Exercise details
Quote everything in the items from the line containing "Would you be so kind as to mark the skin" down to the line containing "column 668, row 271", including both of those lines, and reproduce it without any changes.

◇ ◇ ◇ ◇

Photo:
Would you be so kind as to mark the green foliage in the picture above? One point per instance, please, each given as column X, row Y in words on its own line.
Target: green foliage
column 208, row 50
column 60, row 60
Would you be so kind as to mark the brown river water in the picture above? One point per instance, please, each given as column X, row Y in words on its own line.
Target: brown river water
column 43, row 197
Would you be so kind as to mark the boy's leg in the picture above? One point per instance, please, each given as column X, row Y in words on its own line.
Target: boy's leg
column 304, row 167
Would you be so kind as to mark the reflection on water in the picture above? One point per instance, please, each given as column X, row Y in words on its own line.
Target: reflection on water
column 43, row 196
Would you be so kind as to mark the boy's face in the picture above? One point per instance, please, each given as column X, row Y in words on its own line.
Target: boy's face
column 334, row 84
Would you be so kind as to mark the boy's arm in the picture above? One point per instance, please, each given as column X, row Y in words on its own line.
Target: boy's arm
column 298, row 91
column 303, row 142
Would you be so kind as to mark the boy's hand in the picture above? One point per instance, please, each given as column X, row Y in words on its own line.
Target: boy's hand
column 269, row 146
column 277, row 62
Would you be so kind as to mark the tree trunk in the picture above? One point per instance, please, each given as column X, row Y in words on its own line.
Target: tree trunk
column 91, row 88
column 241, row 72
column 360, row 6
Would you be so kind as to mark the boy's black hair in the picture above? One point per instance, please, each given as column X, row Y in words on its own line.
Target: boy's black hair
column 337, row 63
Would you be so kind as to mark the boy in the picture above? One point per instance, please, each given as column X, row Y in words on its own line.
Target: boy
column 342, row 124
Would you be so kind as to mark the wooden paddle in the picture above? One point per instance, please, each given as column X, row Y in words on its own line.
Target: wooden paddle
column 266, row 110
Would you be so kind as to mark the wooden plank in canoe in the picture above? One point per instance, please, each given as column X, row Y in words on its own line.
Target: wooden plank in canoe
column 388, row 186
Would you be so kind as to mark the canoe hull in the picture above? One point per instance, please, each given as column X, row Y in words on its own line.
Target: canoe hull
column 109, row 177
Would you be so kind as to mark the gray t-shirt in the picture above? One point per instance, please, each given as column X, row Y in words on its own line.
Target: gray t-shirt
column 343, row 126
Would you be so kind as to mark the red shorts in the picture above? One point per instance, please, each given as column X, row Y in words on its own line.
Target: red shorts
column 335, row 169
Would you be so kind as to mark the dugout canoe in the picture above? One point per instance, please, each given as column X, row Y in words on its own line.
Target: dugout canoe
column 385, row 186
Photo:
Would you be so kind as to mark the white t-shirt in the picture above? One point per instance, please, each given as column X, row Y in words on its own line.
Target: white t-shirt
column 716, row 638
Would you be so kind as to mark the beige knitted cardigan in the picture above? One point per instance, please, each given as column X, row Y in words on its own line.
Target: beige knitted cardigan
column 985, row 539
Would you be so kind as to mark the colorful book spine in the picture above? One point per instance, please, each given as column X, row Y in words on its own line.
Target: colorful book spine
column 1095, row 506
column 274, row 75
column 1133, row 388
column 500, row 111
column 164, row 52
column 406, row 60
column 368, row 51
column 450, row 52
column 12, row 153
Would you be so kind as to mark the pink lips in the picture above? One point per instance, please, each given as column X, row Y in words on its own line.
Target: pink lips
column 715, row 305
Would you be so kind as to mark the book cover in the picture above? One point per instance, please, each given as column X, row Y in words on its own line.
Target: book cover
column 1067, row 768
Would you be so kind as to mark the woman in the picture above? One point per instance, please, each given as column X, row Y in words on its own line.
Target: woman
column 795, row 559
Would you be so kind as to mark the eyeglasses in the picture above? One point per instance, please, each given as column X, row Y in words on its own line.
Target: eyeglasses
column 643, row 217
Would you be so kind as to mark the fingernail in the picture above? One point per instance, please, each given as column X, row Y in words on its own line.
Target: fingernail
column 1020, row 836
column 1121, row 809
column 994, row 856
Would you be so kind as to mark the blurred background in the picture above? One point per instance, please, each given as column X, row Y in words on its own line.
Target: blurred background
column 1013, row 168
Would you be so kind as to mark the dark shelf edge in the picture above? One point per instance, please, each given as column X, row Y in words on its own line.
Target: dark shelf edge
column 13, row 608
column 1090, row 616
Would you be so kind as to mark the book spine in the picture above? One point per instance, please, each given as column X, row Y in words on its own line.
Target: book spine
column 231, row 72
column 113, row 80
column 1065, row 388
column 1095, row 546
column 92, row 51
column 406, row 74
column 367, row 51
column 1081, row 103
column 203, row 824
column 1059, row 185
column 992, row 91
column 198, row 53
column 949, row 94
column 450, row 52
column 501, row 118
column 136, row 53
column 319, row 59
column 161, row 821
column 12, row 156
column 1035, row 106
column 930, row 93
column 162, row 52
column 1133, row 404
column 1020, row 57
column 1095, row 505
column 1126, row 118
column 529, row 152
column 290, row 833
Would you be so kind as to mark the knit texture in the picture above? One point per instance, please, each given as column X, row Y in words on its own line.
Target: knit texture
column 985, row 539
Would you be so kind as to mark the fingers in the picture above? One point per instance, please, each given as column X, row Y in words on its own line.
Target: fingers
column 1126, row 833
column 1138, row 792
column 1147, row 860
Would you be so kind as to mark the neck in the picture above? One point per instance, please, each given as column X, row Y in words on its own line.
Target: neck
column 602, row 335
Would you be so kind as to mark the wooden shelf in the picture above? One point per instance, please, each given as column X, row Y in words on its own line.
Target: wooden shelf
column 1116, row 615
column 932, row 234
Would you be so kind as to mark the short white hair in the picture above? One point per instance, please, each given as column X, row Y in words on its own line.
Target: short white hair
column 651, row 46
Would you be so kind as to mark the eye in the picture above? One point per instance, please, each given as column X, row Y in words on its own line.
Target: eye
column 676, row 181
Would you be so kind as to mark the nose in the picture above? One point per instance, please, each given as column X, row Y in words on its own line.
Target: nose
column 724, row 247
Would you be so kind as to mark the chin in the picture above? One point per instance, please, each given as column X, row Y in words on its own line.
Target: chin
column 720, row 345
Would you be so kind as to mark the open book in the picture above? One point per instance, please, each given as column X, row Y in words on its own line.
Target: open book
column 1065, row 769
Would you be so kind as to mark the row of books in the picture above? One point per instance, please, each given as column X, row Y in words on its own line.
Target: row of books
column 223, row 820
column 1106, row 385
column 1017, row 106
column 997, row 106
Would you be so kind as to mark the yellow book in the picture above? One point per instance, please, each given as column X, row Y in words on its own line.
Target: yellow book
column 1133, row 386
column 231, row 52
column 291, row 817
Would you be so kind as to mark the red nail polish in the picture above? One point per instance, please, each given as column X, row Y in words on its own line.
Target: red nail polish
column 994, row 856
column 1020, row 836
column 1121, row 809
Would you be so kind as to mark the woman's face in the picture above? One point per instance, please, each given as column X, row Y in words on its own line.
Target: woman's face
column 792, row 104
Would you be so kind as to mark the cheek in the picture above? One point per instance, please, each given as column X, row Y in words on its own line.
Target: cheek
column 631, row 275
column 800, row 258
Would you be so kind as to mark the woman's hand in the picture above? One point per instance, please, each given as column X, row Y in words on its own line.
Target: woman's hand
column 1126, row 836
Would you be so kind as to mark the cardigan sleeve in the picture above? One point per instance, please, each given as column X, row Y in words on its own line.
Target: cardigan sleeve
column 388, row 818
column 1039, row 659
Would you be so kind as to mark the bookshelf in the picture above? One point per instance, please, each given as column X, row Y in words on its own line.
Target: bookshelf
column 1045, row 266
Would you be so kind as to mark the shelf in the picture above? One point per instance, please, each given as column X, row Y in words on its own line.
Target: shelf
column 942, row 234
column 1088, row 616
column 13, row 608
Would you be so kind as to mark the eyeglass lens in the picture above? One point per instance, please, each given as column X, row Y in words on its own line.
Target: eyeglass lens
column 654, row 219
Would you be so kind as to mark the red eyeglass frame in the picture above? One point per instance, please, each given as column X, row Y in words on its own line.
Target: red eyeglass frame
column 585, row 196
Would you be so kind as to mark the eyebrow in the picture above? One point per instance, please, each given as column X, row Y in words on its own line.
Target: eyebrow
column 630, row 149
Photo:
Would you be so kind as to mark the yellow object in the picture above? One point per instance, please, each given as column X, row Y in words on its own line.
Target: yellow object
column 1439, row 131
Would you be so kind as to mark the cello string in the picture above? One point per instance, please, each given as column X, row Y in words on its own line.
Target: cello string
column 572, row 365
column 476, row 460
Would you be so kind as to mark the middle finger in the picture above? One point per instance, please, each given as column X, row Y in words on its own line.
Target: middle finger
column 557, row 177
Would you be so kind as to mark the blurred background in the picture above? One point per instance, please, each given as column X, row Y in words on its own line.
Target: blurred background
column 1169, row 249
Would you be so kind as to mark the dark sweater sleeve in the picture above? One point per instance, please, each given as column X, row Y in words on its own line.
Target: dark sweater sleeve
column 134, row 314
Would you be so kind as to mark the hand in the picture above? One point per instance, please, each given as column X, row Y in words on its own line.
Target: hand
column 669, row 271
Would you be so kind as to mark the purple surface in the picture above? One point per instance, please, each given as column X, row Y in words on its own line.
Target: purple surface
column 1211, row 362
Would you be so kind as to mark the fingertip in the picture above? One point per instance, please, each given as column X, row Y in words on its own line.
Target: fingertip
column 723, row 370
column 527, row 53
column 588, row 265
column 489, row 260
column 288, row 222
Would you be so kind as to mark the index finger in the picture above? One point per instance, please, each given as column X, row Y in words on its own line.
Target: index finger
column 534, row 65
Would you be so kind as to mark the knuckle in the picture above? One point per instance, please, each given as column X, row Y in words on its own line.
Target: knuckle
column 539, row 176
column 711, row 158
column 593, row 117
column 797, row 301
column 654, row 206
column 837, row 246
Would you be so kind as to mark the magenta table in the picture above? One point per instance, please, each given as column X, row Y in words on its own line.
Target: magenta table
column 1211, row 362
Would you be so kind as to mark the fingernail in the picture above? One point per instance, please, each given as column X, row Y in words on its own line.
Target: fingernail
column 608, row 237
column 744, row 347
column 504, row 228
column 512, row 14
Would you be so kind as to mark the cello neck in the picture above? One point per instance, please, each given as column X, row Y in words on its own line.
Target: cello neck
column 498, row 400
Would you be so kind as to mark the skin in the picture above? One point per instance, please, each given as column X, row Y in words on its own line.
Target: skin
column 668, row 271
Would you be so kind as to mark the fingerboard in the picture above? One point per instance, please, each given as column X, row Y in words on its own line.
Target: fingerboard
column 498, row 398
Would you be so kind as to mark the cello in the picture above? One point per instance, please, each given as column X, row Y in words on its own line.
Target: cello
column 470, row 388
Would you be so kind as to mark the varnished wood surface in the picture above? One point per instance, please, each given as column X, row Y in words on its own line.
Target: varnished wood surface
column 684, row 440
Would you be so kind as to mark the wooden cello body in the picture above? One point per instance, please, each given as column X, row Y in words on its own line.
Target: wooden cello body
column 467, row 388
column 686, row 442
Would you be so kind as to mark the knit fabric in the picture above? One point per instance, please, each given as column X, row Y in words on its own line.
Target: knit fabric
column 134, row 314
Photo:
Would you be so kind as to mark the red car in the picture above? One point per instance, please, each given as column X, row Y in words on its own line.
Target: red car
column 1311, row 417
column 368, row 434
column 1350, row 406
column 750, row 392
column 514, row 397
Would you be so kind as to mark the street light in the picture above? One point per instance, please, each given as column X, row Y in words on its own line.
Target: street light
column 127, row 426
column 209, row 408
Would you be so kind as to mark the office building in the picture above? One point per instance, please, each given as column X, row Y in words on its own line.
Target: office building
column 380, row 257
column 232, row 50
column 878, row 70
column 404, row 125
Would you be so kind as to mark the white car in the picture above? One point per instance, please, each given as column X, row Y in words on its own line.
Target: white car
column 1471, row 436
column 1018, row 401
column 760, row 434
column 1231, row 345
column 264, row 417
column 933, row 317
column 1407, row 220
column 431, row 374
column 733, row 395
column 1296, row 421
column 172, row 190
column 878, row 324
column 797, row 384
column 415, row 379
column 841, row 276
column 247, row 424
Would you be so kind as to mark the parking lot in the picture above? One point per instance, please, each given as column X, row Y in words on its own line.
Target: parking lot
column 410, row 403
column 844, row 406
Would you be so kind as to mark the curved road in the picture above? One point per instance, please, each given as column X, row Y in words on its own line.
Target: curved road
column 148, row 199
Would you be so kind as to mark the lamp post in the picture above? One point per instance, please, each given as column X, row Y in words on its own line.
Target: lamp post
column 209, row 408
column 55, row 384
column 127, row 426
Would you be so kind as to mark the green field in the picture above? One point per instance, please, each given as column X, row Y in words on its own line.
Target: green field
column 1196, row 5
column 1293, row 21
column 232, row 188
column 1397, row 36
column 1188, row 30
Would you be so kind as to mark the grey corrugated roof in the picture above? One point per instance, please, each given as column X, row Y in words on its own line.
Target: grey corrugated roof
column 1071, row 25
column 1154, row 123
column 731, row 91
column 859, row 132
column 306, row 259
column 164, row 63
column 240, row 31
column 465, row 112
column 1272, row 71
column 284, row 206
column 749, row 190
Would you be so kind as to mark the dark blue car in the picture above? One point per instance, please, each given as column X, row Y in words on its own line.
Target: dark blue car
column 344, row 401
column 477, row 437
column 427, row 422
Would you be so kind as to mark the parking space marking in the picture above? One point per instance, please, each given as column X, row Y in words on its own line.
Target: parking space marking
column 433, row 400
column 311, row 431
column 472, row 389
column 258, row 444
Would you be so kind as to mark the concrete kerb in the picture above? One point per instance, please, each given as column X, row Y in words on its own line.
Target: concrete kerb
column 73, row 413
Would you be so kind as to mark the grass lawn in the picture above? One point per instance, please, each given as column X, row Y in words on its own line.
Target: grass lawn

◇ ◇ ◇ ◇

Full response
Would you be so kind as to mark the skin in the picture above? One point per instance, please, each given as column X, row Y in words on its own line.
Target: skin
column 668, row 271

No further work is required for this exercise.